▶ _Brief_
Copy every line from the records below that carries the word "blue".

▶ _Data_
• • • • •

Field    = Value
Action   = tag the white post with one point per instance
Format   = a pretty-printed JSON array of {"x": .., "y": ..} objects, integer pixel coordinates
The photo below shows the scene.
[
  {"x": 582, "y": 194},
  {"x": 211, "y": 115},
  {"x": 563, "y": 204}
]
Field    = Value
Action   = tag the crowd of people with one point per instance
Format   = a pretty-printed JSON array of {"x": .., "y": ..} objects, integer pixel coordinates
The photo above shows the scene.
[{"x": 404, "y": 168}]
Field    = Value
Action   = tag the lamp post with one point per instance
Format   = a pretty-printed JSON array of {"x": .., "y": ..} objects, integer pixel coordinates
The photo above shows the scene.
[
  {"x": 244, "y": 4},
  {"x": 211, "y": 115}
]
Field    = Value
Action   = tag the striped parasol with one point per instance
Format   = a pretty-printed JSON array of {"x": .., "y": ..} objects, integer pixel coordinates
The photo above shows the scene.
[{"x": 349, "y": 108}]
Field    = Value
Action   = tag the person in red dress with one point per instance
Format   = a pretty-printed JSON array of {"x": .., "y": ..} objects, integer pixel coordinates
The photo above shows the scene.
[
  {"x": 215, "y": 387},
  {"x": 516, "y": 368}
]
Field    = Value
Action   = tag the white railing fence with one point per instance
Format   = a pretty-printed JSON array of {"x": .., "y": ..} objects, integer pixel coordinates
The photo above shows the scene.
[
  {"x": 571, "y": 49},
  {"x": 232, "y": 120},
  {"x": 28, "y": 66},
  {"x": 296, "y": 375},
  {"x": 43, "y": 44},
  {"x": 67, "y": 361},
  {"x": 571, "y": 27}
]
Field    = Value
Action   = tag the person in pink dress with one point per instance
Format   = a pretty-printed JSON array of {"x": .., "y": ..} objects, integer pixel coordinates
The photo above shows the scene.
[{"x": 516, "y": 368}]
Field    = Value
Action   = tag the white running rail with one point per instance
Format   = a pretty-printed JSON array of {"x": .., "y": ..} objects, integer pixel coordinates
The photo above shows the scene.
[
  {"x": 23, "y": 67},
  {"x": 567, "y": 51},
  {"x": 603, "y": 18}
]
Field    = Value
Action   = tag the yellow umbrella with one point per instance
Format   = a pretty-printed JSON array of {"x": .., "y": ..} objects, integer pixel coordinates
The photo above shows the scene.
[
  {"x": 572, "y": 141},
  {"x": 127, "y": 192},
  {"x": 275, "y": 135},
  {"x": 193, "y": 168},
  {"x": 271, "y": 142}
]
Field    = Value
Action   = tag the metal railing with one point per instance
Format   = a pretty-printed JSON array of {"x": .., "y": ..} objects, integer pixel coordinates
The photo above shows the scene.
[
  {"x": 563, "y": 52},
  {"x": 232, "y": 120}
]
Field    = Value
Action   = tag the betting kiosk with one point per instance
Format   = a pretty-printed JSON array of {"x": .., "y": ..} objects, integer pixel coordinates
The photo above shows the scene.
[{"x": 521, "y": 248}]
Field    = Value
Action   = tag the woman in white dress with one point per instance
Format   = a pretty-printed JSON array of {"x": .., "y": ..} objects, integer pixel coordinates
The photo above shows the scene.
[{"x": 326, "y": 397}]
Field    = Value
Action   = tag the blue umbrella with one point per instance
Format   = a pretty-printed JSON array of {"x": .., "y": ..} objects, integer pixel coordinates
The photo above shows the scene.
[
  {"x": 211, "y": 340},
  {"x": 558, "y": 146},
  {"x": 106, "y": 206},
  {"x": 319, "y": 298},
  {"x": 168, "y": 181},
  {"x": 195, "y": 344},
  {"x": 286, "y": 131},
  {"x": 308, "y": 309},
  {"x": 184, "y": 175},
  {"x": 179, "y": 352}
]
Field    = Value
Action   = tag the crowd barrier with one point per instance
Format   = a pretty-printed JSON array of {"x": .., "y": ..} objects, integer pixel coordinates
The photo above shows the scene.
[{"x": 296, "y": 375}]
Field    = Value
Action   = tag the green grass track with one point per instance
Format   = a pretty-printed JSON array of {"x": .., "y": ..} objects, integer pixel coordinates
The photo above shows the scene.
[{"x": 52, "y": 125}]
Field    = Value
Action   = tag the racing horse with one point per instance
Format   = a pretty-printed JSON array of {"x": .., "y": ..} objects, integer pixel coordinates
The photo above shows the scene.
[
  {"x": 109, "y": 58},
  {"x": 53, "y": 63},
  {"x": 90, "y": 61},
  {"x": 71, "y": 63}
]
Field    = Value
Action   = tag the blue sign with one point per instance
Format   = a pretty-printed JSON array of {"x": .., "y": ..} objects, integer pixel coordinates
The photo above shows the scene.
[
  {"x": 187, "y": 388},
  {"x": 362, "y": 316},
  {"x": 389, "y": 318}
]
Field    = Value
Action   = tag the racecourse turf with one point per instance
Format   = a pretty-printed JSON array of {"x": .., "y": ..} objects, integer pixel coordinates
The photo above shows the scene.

• • • • •

▶ _Result of this task_
Action   = tag the blue umbrella with one point per instance
Action   = tag the blue sign with one point per instance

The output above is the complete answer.